### Problem details
Apart from the images, the records below need to be copied exactly.

### Input data
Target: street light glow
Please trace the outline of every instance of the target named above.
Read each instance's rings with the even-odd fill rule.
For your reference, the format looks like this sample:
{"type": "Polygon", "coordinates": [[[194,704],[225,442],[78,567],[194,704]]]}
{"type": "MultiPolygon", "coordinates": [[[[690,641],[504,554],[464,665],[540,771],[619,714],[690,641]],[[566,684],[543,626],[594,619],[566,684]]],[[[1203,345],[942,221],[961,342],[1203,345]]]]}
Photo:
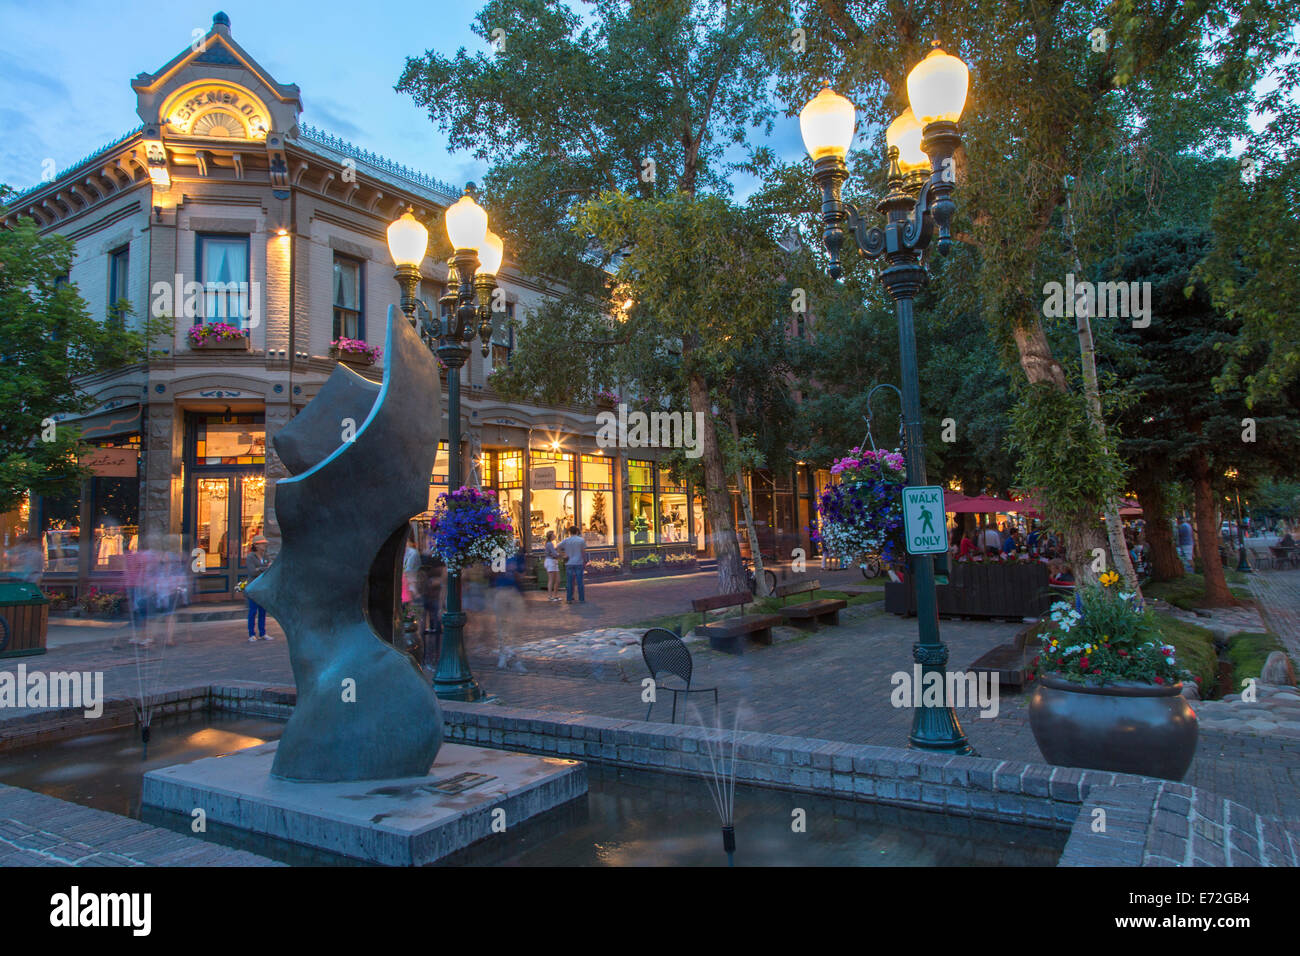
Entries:
{"type": "Polygon", "coordinates": [[[487,210],[474,201],[468,188],[465,195],[447,208],[447,238],[453,249],[473,249],[477,252],[483,247],[487,237],[487,210]]]}
{"type": "Polygon", "coordinates": [[[966,106],[969,86],[966,64],[944,53],[936,43],[930,55],[907,74],[907,99],[922,126],[955,123],[966,106]]]}
{"type": "Polygon", "coordinates": [[[822,87],[799,112],[799,132],[808,155],[814,160],[847,156],[856,113],[853,103],[832,90],[829,83],[822,87]]]}
{"type": "Polygon", "coordinates": [[[406,207],[402,218],[388,227],[388,254],[396,266],[419,268],[424,253],[429,248],[429,230],[415,218],[411,207],[406,207]]]}
{"type": "Polygon", "coordinates": [[[921,149],[921,124],[910,109],[889,124],[885,142],[898,150],[898,168],[903,172],[930,168],[930,157],[921,149]]]}

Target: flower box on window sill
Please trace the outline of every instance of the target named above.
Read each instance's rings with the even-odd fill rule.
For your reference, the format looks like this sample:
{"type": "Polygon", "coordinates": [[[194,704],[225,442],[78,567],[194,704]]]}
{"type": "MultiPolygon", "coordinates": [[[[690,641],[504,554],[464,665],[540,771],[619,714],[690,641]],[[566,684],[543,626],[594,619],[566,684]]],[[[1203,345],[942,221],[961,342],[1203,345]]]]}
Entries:
{"type": "Polygon", "coordinates": [[[355,365],[357,368],[368,368],[375,364],[375,357],[365,352],[347,352],[340,349],[330,349],[330,358],[342,362],[344,365],[355,365]]]}
{"type": "MultiPolygon", "coordinates": [[[[199,326],[195,326],[195,328],[199,328],[199,326]]],[[[249,339],[247,332],[220,338],[215,335],[206,335],[202,338],[190,335],[188,338],[190,348],[194,351],[248,352],[253,348],[252,340],[249,339]]]]}

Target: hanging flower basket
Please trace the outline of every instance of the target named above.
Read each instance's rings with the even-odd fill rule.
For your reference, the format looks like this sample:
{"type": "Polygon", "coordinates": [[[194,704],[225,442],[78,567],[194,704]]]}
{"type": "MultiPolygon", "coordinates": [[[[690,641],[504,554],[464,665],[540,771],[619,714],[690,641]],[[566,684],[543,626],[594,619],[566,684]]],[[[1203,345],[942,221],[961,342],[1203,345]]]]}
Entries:
{"type": "Polygon", "coordinates": [[[431,523],[433,550],[460,571],[474,564],[491,564],[499,554],[515,553],[515,529],[496,496],[478,488],[461,487],[438,496],[431,523]]]}
{"type": "Polygon", "coordinates": [[[619,401],[619,397],[608,389],[602,389],[596,393],[597,408],[613,408],[619,401]]]}
{"type": "Polygon", "coordinates": [[[360,339],[338,338],[330,343],[330,358],[349,365],[374,365],[384,350],[360,339]]]}
{"type": "Polygon", "coordinates": [[[225,322],[191,325],[185,337],[189,340],[190,348],[195,350],[224,349],[228,352],[247,352],[252,348],[247,332],[225,322]]]}
{"type": "Polygon", "coordinates": [[[831,474],[841,480],[822,492],[817,540],[828,554],[859,563],[879,555],[892,564],[904,553],[903,456],[854,448],[831,466],[831,474]]]}

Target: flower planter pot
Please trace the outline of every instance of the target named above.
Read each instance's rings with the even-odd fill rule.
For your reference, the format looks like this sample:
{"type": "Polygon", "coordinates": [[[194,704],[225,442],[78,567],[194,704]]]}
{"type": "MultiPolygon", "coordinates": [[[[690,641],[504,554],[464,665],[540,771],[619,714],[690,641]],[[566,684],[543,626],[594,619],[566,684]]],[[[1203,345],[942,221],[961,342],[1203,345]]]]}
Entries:
{"type": "Polygon", "coordinates": [[[361,352],[340,352],[338,349],[330,349],[330,358],[344,365],[355,365],[357,368],[368,368],[375,364],[373,355],[365,355],[361,352]]]}
{"type": "Polygon", "coordinates": [[[247,335],[237,339],[204,339],[202,342],[190,342],[190,349],[195,352],[248,352],[253,348],[247,335]]]}
{"type": "Polygon", "coordinates": [[[1196,713],[1183,685],[1101,687],[1043,675],[1029,726],[1048,763],[1181,780],[1196,755],[1196,713]]]}

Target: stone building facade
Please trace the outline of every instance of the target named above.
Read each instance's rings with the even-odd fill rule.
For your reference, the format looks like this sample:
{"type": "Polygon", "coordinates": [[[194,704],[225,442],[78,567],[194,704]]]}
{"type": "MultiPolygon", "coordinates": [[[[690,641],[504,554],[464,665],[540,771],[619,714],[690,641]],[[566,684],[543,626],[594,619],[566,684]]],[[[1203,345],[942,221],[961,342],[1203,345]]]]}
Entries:
{"type": "MultiPolygon", "coordinates": [[[[432,233],[461,190],[300,123],[298,88],[271,77],[224,14],[132,87],[135,130],[2,215],[75,243],[69,280],[92,312],[124,303],[123,321],[170,316],[172,333],[147,362],[82,383],[96,407],[76,424],[95,477],[79,499],[30,502],[7,533],[40,541],[50,589],[113,586],[121,556],[150,547],[193,555],[199,597],[220,600],[243,576],[253,535],[278,548],[275,481],[286,472],[270,439],[334,369],[331,343],[383,346],[398,298],[388,224],[410,206],[432,233]],[[195,340],[216,322],[243,334],[195,340]]],[[[446,281],[445,263],[426,258],[425,301],[446,281]]],[[[507,320],[490,355],[476,347],[462,371],[462,480],[496,489],[530,552],[546,530],[574,523],[610,571],[707,558],[700,496],[653,454],[598,447],[597,408],[507,403],[488,386],[510,360],[509,318],[543,295],[508,256],[498,282],[507,320]]],[[[359,370],[377,378],[382,357],[359,370]]],[[[448,480],[444,453],[431,502],[448,480]]],[[[772,534],[806,541],[810,476],[792,466],[766,480],[772,534]]]]}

### Solution to this exercise
Target: street light glow
Please trace the outline of every instance of the target named above.
Read each instance's rings with the even-odd fill rule.
For your reference, the format looks like this sample:
{"type": "Polygon", "coordinates": [[[194,704],[225,442],[78,567],[194,704]]]}
{"type": "MultiPolygon", "coordinates": [[[[690,641],[504,554],[464,665],[540,771],[619,714],[690,641]],[[566,684],[543,626],[594,619],[566,684]]],[[[1203,345],[942,221],[961,342],[1203,345]]]]}
Photo:
Entries:
{"type": "Polygon", "coordinates": [[[487,210],[474,201],[468,188],[465,195],[447,208],[447,238],[453,249],[473,249],[477,252],[483,247],[487,237],[487,210]]]}
{"type": "Polygon", "coordinates": [[[966,106],[969,86],[966,64],[944,53],[936,43],[930,55],[907,74],[907,99],[922,126],[955,123],[966,106]]]}
{"type": "Polygon", "coordinates": [[[822,87],[799,112],[799,132],[808,155],[814,160],[847,156],[856,113],[853,103],[832,90],[829,83],[822,87]]]}
{"type": "Polygon", "coordinates": [[[406,207],[402,218],[388,227],[388,254],[396,266],[419,268],[424,253],[429,248],[429,230],[415,218],[411,207],[406,207]]]}
{"type": "Polygon", "coordinates": [[[921,149],[921,124],[910,109],[889,124],[885,142],[898,150],[898,168],[903,172],[930,168],[930,157],[921,149]]]}

Target: flower box on window sill
Please trace the outline of every instance of the target named above.
Read each instance's rings with the even-odd fill rule.
For your reference, the format looks like this sample:
{"type": "Polygon", "coordinates": [[[194,704],[225,442],[78,567],[194,704]]]}
{"type": "MultiPolygon", "coordinates": [[[[690,641],[504,554],[464,665],[540,771],[619,714],[690,641]],[[566,684],[543,626],[594,619],[566,684]]],[[[1203,345],[942,221],[961,342],[1203,345]]]]}
Entries:
{"type": "Polygon", "coordinates": [[[355,365],[357,368],[368,368],[375,364],[375,357],[365,352],[347,352],[340,349],[330,349],[330,358],[342,362],[344,365],[355,365]]]}
{"type": "MultiPolygon", "coordinates": [[[[199,326],[195,326],[195,328],[199,328],[199,326]]],[[[249,339],[247,332],[220,338],[215,335],[206,335],[202,338],[190,335],[188,338],[190,348],[194,351],[248,352],[253,348],[252,340],[249,339]]]]}

Target: hanging flower basket
Please trace the outline of every instance of the target named above.
Read each instance's rings with the even-odd fill rule.
For your reference, the format looks like this sample:
{"type": "Polygon", "coordinates": [[[194,704],[225,442],[78,567],[194,704]]]}
{"type": "MultiPolygon", "coordinates": [[[[690,641],[504,554],[464,665],[540,771],[619,714],[690,641]],[[566,684],[543,626],[594,619],[566,684]]],[[[1203,345],[942,221],[961,342],[1203,345]]]]}
Entries:
{"type": "Polygon", "coordinates": [[[431,523],[433,550],[460,571],[474,564],[491,564],[499,554],[515,553],[515,529],[496,496],[478,488],[461,487],[438,496],[431,523]]]}
{"type": "Polygon", "coordinates": [[[619,401],[619,397],[608,389],[602,389],[596,393],[597,408],[613,408],[619,401]]]}
{"type": "Polygon", "coordinates": [[[360,339],[338,338],[330,343],[330,358],[349,365],[374,365],[384,350],[360,339]]]}
{"type": "Polygon", "coordinates": [[[225,322],[191,325],[185,337],[189,340],[190,348],[195,350],[224,349],[228,352],[247,352],[252,348],[247,332],[225,322]]]}
{"type": "Polygon", "coordinates": [[[831,474],[841,480],[822,492],[817,540],[828,554],[859,563],[879,555],[892,564],[904,553],[903,456],[854,448],[831,466],[831,474]]]}

Target: flower planter pot
Please trace the outline of every instance of the target named above.
Read each instance's rings with the even-odd fill rule.
For your reference, the format looks like this sample:
{"type": "Polygon", "coordinates": [[[194,704],[225,442],[78,567],[194,704]]]}
{"type": "MultiPolygon", "coordinates": [[[[690,641],[504,554],[464,665],[540,771],[619,714],[690,641]],[[566,684],[543,626],[594,619],[566,684]]],[[[1203,345],[942,221],[961,342],[1203,345]]]]}
Entries:
{"type": "Polygon", "coordinates": [[[361,352],[340,352],[338,349],[330,349],[330,358],[344,365],[355,365],[357,368],[368,368],[375,364],[373,355],[365,355],[361,352]]]}
{"type": "Polygon", "coordinates": [[[247,335],[237,339],[204,339],[202,342],[190,342],[190,349],[195,352],[248,352],[253,348],[247,335]]]}
{"type": "Polygon", "coordinates": [[[1196,713],[1183,685],[1101,687],[1043,675],[1029,726],[1048,763],[1181,780],[1196,755],[1196,713]]]}

Target: stone building facade
Please trace the outline of every instance of the target named above.
Read each instance's rings with the even-odd fill rule.
For your reference, the format looks like this sample:
{"type": "Polygon", "coordinates": [[[194,704],[225,442],[78,567],[194,704]]]}
{"type": "MultiPolygon", "coordinates": [[[[690,641],[504,554],[464,665],[540,771],[619,714],[690,641]],[[566,684],[543,626],[594,619],[566,684]]],[[[1203,345],[942,221],[961,342],[1203,345]]]]}
Entries:
{"type": "MultiPolygon", "coordinates": [[[[432,233],[461,190],[300,123],[298,88],[271,77],[224,14],[132,87],[135,130],[2,215],[75,243],[69,280],[92,312],[124,303],[123,321],[170,316],[172,333],[147,362],[82,383],[96,407],[76,424],[95,477],[79,499],[30,502],[7,533],[40,541],[50,589],[113,586],[121,556],[150,547],[193,555],[199,597],[220,600],[243,576],[253,535],[278,548],[275,481],[286,472],[270,439],[334,369],[331,343],[383,346],[398,298],[388,224],[410,206],[432,233]],[[195,340],[216,322],[243,334],[195,340]]],[[[446,281],[445,263],[426,258],[425,301],[446,281]]],[[[507,320],[490,355],[476,347],[462,371],[462,480],[496,489],[530,552],[546,530],[574,523],[610,571],[707,558],[700,496],[653,454],[598,447],[597,408],[507,403],[488,386],[510,360],[509,318],[543,295],[508,256],[498,282],[507,320]]],[[[359,370],[377,378],[382,357],[359,370]]],[[[448,480],[444,453],[431,502],[448,480]]],[[[772,534],[806,541],[810,476],[792,466],[766,480],[772,534]]]]}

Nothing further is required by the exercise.